>> begin EXERCISE INPUT
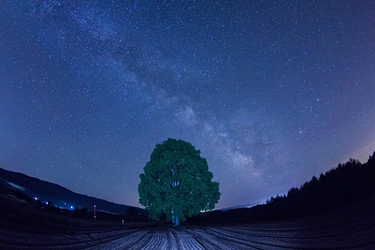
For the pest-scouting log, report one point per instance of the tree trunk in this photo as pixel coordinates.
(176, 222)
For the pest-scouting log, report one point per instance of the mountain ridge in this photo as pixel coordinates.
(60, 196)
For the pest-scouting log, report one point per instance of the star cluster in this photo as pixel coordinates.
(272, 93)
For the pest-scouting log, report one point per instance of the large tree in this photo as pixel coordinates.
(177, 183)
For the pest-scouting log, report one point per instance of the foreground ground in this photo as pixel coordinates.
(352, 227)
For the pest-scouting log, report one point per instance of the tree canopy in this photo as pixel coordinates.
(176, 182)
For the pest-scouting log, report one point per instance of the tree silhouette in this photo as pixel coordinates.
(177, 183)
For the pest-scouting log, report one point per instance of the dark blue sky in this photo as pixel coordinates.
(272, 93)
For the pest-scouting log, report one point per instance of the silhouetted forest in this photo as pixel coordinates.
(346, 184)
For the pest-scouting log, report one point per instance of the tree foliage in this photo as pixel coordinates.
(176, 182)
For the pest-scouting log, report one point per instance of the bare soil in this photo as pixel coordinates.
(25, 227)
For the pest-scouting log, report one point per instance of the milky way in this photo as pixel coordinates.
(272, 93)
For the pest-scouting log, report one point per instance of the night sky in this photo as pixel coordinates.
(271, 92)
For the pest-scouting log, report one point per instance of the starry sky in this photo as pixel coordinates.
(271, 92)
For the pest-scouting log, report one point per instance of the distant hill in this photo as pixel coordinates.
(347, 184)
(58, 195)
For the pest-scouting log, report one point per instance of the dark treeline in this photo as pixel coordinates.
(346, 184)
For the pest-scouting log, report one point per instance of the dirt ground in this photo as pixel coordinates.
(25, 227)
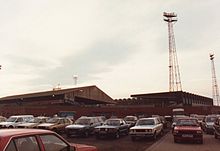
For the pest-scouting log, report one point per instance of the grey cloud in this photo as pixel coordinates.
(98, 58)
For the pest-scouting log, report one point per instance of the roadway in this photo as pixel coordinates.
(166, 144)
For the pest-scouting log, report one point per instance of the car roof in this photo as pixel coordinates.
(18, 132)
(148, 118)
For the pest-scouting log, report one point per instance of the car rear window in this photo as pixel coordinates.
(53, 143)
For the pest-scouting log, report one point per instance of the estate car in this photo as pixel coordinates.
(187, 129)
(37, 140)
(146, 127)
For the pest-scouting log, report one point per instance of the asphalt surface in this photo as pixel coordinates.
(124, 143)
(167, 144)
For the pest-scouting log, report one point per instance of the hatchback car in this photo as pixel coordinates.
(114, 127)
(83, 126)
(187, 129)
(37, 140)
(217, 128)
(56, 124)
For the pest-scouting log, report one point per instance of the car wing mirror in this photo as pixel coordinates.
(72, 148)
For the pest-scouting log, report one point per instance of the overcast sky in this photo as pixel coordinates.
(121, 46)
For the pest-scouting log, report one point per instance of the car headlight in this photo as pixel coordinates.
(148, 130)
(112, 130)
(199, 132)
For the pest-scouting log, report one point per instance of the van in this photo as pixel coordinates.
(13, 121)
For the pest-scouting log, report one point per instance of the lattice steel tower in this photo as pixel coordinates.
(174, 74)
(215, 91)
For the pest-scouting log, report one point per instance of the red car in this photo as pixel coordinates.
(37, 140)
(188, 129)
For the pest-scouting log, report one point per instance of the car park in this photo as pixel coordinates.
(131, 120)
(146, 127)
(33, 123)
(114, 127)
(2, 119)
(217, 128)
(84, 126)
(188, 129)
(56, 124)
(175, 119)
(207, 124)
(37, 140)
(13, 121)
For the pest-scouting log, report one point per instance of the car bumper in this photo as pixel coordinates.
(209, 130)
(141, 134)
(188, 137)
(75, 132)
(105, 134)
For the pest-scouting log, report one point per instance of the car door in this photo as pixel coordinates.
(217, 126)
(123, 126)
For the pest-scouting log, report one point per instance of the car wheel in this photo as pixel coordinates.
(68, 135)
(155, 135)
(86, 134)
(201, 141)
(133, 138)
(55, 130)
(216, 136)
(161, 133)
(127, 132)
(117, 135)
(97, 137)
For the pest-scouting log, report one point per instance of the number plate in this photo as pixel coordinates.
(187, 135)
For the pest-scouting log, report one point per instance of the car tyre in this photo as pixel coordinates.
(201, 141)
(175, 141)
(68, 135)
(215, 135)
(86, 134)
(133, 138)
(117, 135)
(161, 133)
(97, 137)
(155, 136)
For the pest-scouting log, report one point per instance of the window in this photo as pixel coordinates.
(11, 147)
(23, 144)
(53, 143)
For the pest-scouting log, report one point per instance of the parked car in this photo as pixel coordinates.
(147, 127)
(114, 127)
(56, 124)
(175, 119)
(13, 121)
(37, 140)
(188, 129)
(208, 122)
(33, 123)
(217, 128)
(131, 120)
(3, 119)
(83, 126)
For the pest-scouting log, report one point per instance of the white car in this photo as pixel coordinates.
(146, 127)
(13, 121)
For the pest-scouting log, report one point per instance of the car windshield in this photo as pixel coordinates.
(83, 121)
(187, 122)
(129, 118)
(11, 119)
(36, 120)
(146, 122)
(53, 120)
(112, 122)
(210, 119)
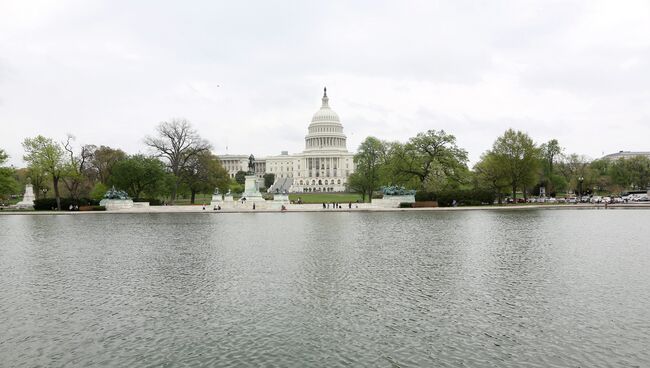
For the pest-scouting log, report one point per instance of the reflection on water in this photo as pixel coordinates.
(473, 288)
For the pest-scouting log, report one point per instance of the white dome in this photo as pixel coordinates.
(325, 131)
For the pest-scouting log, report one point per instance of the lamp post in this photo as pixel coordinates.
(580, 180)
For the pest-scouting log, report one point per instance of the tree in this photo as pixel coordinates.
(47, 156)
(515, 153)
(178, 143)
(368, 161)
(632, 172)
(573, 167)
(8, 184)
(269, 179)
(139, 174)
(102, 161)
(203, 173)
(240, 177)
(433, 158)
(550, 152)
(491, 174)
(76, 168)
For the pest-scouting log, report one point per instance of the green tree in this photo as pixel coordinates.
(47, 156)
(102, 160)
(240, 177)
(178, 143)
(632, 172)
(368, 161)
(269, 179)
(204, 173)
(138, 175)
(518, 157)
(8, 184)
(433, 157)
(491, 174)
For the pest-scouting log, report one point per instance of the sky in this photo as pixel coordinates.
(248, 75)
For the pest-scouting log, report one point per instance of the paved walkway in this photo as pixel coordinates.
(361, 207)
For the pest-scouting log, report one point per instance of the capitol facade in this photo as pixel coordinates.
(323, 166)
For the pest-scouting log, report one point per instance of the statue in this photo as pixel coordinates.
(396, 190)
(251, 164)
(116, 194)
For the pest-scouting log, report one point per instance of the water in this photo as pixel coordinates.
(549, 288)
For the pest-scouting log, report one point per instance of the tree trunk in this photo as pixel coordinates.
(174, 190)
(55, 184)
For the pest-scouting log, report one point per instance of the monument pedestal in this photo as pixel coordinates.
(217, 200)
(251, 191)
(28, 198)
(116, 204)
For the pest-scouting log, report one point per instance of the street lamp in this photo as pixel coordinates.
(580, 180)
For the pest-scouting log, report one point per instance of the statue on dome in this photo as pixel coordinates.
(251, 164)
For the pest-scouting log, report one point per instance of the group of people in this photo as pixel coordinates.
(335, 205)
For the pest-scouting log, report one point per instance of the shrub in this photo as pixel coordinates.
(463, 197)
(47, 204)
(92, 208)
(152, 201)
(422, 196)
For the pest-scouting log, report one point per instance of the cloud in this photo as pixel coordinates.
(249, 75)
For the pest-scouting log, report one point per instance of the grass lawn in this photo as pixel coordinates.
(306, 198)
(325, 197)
>> end EXERCISE INPUT
>> begin EXERCISE INPUT
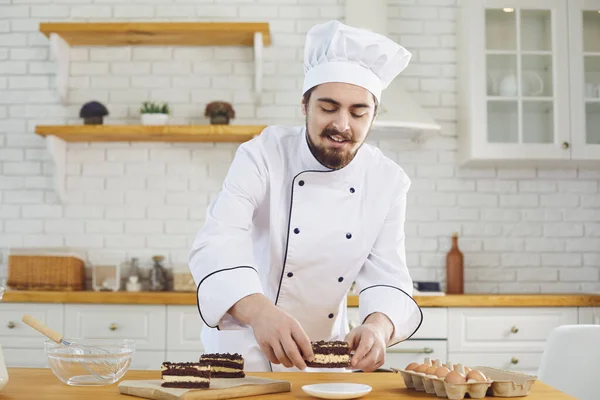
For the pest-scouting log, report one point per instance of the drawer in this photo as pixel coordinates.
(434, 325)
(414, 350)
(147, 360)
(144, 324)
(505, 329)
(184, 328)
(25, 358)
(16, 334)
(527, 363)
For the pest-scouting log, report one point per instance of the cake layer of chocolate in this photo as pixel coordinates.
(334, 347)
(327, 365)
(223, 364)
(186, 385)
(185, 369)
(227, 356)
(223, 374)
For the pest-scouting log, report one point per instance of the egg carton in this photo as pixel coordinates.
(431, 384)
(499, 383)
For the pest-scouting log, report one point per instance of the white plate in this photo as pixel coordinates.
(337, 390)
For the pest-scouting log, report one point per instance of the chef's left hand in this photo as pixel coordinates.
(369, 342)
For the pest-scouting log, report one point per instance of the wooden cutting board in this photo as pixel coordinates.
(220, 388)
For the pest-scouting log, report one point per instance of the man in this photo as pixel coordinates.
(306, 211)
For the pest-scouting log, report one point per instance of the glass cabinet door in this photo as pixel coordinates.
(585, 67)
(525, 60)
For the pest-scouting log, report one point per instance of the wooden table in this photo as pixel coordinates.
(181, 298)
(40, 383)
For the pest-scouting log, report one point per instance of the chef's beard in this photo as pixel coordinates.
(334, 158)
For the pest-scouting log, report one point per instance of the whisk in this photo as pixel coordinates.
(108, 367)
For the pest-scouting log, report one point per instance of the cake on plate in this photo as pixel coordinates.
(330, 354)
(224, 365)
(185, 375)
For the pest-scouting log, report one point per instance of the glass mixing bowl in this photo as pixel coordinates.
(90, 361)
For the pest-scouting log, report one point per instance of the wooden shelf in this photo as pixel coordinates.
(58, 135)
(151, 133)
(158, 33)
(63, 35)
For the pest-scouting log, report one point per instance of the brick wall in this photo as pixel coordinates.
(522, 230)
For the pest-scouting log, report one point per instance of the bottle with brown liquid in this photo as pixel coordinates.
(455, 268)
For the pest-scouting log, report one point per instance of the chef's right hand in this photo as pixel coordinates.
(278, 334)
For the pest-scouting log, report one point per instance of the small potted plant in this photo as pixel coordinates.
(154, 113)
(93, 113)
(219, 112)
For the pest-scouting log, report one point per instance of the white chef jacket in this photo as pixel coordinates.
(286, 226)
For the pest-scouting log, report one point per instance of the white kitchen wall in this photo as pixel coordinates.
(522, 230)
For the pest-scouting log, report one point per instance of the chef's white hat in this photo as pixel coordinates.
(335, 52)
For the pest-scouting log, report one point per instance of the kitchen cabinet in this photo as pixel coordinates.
>> end EXERCISE INPUT
>> begin EXERCISE INPUT
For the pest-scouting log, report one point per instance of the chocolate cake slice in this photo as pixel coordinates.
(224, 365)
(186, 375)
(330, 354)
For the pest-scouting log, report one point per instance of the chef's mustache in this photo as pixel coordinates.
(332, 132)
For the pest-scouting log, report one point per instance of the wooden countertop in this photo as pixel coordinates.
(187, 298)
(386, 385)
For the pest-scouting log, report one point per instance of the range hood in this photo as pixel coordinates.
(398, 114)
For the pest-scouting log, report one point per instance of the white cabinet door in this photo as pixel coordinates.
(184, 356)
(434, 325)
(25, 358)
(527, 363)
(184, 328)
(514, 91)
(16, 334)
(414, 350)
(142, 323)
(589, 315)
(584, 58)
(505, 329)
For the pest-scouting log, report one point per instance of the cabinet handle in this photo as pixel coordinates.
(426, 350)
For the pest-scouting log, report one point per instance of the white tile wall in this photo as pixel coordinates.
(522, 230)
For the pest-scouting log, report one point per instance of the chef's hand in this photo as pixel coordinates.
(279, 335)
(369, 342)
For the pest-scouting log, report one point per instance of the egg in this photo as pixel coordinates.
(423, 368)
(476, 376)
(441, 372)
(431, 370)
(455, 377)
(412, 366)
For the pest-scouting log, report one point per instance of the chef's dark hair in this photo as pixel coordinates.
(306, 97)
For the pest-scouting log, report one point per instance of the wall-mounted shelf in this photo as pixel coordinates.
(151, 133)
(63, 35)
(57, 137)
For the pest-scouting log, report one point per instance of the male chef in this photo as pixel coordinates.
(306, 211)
>> end EXERCISE INPUT
- [WRITTEN PROBLEM] Identify every line in the data above that contains the string "water", and copy each of those lines in full.

- [EXERCISE OUTPUT]
For the pest-scouting log, report one point per instance of the reflection on water in this photo as pixel coordinates.
For the pest-scouting log, report one point per instance of the water in this photo as pixel coordinates.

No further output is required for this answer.